For many people, their introduction to Tiger Woods came on August 28, 1996, when the then-20-year-old opened a pre-tournament news conference at the Greater Milwaukee Open, his first PGA Tour event as a professional, with the words, “Hello, world.” The next day, his career officially began when he shot an opening-round 67.
In many ways, those moments also marked Nike’s entry as a major player in golf.
Tiger Woods after winning his first PGA Tour title, the 1996 Las Vegas Invitational J.D. Cuban, Allsport/Getty Images
To be sure, the Beaverton, Oregon, concern was already in the game, having released its first golf shoe in 1984. A year later, Nike signed its first golfer, Seve Ballesteros, and soon after inked footwear contracts with Peter Jacobsen and Curtis Strange. In 1988, the company that University of Oregon track coach Bill Bowerman and one of his runners, Phil Knight, founded more than 20 years prior hung its first major championship pelt when Strange won that year’s U.S. Open.
But even with that win and Strange’s victory in the following year’s Open, Nike was only a bit player in golf. Basketball was its sport. Track and field, too.
But then came Tiger, and when Woods hit his first shot in Milwaukee, he was wearing a Nike shirt and hat as stipulated by the five-year, $40 million endorsement contract he had just signed. The next day, Nike released the first of a series of cutting-edge television commercials featuring the golfer.
From there, the company and the kid embarked on a rapid rise. Tiger won 15 major championships and became arguably the greatest ever to play the game, while Nike made itself into a major factor in clubs and balls as well as shoes, hats and shirts. By most news accounts, its golf division produced more than $700 million in annual revenues for a stretch (and upwards of $1 billion at times, according to the one-time president of Nike Golf, Cindy Davis, and the division’s former head of sports marketing, Kel Devlin) and came to employ some 700 people.
Woods first put a Nike ball into play in May 2000, switching from the wound Titleist Professional he had been using to the solid-core Tour Accuracy. And he went on a roll after that, winning the Memorial Tournament and then in rapid succession the U.S. Open, the Open Championship and the PGA Championship. Two years later, Tiger started using Nike clubs after the company had made Tom Stites its director of product creation for clubs – and David Duval had captured the 2001 Open Championship using Nike irons and wedges and a prototype driver.
“It’s a fairly simple equation. We lost money for 20 years on equipment … and realized that next year wasn’t going to be any different.” — Phil Knight
Woods kept winning after making that change, and so did Nike as other golfers began employing its gear, among them Trevor Immelman (2008 Masters), Stewart Cink (2009 Open Championship) and Michelle Wie (2014 U.S. Women’s Open). Rory McIlroy won the 2014 Open and PGA Championship a year after signing a 10-year, $200 million endorsement deal with Nike, while Brooks Koepka used Nike equipment, most notably his Vapor Fly Pro 3-iron, in his five major championship triumphs.

___

**Goal 1**
Please rewrite the passage on Nike and golf from "But then came" up to and including "some 700 people.", replacing "the kid" with "Tiger Woods".
**Goal 2**
Pull out every line of the rows that contains the word "wall".

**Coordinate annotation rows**
___

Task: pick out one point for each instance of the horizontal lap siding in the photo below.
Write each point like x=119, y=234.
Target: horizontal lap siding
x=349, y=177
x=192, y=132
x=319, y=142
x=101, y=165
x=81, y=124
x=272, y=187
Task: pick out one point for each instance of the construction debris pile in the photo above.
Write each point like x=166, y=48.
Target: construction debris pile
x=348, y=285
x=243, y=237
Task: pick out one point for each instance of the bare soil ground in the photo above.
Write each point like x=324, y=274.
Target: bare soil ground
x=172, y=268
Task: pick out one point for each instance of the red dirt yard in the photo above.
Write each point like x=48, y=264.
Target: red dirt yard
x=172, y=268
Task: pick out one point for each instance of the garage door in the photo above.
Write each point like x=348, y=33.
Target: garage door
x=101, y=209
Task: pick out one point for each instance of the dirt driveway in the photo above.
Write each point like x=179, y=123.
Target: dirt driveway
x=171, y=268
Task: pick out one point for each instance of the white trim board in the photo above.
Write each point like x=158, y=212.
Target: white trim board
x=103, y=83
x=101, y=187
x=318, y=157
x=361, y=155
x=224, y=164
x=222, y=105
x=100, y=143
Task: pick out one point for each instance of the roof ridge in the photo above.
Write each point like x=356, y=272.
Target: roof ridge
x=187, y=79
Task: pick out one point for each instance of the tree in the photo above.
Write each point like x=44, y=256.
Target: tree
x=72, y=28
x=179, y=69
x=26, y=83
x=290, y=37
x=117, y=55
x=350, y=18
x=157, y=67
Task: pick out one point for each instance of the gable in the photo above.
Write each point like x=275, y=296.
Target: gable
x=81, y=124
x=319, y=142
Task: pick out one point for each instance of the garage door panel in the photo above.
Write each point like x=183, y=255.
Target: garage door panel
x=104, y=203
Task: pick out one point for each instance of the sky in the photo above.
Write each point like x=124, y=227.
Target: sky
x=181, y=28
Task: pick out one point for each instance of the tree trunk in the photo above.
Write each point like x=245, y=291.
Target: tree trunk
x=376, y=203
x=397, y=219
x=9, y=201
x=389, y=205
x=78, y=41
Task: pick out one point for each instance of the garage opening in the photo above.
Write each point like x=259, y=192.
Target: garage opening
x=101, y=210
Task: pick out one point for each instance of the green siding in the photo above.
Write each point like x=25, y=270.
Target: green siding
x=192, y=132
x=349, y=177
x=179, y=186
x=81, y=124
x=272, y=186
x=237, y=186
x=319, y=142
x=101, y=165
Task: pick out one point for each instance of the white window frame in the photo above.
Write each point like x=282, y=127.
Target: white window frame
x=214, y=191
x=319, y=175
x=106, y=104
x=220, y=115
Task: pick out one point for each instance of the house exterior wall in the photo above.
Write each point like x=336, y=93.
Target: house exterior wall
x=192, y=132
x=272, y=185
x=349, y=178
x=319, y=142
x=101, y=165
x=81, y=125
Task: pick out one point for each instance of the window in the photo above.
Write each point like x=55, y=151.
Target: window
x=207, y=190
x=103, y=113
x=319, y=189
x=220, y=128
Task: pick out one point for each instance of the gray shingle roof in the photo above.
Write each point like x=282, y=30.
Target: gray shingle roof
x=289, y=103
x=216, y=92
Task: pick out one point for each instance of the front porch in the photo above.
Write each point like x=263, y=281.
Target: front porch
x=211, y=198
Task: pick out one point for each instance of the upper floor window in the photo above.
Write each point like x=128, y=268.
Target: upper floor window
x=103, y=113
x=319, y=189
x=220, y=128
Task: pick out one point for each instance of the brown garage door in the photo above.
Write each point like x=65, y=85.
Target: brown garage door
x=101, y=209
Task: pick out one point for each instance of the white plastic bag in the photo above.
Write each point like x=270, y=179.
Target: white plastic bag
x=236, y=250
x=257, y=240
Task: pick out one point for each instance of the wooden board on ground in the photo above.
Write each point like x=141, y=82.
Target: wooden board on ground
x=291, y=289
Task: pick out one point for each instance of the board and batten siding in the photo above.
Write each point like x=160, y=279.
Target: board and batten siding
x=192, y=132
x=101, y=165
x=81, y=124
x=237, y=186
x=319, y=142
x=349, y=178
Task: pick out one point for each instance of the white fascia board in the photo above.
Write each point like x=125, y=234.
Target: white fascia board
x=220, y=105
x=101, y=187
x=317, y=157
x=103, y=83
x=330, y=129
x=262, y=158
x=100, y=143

___

**Full solution 1**
But then came Tiger, and when Woods hit his first shot in Milwaukee, he was wearing a Nike shirt and hat as stipulated by the five-year, $40 million endorsement contract he had just signed. The next day, Nike released the first of a series of cutting-edge television commercials featuring the golfer.
From there, the company and Tiger Woods embarked on a rapid rise. Tiger won 15 major championships and became arguably the greatest ever to play the game, while Nike made itself into a major factor in clubs and balls as well as shoes, hats and shirts. By most news accounts, its golf division produced more than $700 million in annual revenues for a stretch (and upwards of $1 billion at times, according to the one-time president of Nike Golf, Cindy Davis, and the division’s former head of sports marketing, Kel Devlin) and came to employ some 700 people.

**Full solution 2**
Task: pick out one point for each instance of the house exterior wall in the photo above.
Target: house exterior wall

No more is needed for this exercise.